#### [QUOTED PASSAGE]
· · ·
Skip to content
  • There are no suggestions because the search field is empty.

How do I migrate my workloads (VVP, flink deployments) to new nodes/nodegroups with minimal downtime?

Below is a simple, practical and low-risk method for migrating your workloads (including Flink deployments and VVP) to a new nodegroup when changing instance types, while minimizing downtime.

Assumptions:

  • The cluster has enough capacity to temporarily run two nodeGroups in parallel during the migration process
  • No critical workloads rely on node-local storage that will be lost during cordon/drain
  • Your stateful jobs have checkpointing enabled, checkpoints are retained and the Restore Strategy for these jobs is set to Latest State

Step‑by‑Step Process:

1) Create a new nodegroup (Nodegroup B)
  • Copy all settings from the existing nodegroup (Nodegroup A) to make sure the IAM role, subnets, labels and all relevant configs are identical
  • Only change instance type (if necessary)
2) Cordon Nodegroup A
  • Get the list of node IDs of the nodes running in Nodegroup A

    kubectl get nodes -L eks.amazonaws.com/nodegroup

  • For each of the old node, apply the cordon command to avoid new pods to be scheduled on them

    kubectl cordon <node-id>

3) Restart each of the flink jobs one at a time
  1. Stop the job
  2. Start the job
  3. Confirm that the pods are scheduled on Nodegroup B
4) Drain old nodes
  • Safely evict any remaining pods:

    kubectl drain <node-id> --ignore-daemonsets --delete-emptydir-data

Note: If VVP was originally running on Nodegroup A, this step will automatically schedule the new VVP pod on Nodegroup B

5) Delete Nodegroup A
· · ·
(Excerpts from a pointing dataset)
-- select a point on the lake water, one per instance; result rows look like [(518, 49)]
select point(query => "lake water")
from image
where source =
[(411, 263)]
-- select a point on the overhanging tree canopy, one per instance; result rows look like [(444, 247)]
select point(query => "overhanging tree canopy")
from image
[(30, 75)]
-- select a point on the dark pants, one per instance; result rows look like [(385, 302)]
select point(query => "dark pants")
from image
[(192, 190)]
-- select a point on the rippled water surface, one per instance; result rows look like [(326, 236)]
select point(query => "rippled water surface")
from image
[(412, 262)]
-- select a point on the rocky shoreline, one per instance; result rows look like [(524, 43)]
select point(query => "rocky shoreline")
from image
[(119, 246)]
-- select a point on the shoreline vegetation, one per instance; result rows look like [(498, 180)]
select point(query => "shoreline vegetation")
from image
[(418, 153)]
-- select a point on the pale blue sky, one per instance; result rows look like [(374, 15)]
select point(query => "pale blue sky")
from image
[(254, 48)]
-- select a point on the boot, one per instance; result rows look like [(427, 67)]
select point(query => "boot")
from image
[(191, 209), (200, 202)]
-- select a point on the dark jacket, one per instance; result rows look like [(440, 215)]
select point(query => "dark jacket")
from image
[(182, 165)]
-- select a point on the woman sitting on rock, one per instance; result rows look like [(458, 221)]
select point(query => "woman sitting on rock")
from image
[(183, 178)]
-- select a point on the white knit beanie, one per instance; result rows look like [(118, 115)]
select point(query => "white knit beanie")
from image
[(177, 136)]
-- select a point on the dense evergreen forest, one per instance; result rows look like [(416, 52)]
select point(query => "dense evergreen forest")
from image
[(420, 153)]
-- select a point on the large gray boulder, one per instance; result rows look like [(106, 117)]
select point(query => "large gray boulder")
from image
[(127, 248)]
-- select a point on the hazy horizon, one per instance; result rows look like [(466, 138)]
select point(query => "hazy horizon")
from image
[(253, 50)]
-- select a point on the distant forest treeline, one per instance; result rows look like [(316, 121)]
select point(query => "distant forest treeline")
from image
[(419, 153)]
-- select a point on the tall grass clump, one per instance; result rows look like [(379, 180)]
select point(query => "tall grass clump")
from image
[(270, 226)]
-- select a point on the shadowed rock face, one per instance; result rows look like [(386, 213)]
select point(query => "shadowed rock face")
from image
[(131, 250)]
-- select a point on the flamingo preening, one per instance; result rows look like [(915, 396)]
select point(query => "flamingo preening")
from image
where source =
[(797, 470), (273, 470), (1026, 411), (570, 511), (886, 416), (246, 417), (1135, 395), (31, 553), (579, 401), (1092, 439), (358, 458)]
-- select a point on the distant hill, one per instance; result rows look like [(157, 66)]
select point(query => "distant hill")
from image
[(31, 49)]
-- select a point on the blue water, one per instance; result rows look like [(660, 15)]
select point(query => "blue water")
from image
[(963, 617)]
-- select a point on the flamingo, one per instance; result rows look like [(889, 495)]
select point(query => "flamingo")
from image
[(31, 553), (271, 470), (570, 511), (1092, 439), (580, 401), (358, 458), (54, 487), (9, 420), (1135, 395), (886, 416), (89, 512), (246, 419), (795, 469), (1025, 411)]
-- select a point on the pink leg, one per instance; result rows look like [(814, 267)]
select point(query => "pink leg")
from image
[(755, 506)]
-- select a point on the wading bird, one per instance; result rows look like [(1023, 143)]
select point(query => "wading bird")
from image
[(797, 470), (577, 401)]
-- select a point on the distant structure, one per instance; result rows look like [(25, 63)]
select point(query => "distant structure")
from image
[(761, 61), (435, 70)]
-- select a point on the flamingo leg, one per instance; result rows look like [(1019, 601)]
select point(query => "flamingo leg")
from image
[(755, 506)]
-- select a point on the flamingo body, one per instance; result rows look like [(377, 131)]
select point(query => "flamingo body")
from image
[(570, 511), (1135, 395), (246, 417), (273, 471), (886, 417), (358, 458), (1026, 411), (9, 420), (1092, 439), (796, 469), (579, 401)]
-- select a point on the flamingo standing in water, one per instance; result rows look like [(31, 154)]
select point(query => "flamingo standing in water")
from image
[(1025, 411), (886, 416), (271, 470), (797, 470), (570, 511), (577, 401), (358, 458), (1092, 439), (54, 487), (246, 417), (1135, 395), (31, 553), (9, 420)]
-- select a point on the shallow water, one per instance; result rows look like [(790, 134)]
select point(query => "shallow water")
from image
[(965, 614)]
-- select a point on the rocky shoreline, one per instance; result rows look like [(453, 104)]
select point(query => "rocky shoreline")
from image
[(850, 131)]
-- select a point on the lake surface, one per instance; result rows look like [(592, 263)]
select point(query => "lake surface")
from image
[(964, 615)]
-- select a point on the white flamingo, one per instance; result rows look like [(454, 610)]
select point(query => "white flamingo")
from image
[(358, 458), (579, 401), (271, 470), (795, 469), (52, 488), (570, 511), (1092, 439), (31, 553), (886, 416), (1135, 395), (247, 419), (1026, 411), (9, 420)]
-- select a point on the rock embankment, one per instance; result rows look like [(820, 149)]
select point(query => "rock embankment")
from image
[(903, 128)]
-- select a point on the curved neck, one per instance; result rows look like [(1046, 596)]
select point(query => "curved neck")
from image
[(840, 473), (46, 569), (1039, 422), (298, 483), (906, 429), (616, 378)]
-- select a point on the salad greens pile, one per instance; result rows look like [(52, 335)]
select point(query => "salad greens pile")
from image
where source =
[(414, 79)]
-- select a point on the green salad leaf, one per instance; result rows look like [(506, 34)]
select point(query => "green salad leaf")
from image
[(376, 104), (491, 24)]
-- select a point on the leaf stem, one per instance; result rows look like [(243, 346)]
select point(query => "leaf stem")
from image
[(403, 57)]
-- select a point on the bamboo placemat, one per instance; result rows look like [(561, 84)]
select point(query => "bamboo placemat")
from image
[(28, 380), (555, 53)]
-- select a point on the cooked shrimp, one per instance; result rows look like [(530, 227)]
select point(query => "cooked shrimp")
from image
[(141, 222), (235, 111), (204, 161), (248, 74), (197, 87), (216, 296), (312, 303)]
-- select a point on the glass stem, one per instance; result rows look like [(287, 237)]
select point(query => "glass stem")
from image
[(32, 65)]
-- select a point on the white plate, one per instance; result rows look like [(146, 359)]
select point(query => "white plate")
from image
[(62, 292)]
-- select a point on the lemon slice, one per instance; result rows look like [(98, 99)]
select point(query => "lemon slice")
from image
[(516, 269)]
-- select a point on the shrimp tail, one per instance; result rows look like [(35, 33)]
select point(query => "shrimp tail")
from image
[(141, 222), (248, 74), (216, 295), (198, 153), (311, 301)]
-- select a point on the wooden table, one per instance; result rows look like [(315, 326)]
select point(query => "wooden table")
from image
· · ·
Set down the part of the nodegroup migration guide starting at "Below is a simple, practical" and ending at "nodegroup (Nodegroup B)". The rows stand apart from the nodegroup migration guide and have no connection to it.

#### [THE OUTPUT]
Below is a simple, practical and low-risk method for migrating your workloads (including Flink deployments and VVP) to a new nodegroup when changing instance types, while minimizing downtime.

Assumptions:

  • The cluster has enough capacity to temporarily run two nodeGroups in parallel during the migration process
  • No critical workloads rely on node-local storage that will be lost during cordon/drain
  • Your stateful jobs have checkpointing enabled, checkpoints are retained and the Restore Strategy for these jobs is set to Latest State

Step‑by‑Step Process:

1) Create a new nodegroup (Nodegroup B)